Reproduce every line of the material below without changing a single character.

# start of Extracted entries

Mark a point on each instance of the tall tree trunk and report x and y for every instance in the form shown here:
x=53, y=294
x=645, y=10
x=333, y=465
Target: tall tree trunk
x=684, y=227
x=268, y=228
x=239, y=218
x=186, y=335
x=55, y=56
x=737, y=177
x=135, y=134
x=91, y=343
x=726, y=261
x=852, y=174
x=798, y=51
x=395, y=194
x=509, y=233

# end of Extracted entries

• _Exercise answer_:
Mark a point on each instance of the tall tree trunk and report x and y for every instance in the form shown here:
x=53, y=294
x=645, y=10
x=333, y=465
Target: tall tree trunk
x=684, y=227
x=268, y=228
x=239, y=218
x=186, y=335
x=55, y=56
x=737, y=177
x=135, y=134
x=91, y=343
x=726, y=261
x=852, y=174
x=798, y=51
x=395, y=194
x=509, y=233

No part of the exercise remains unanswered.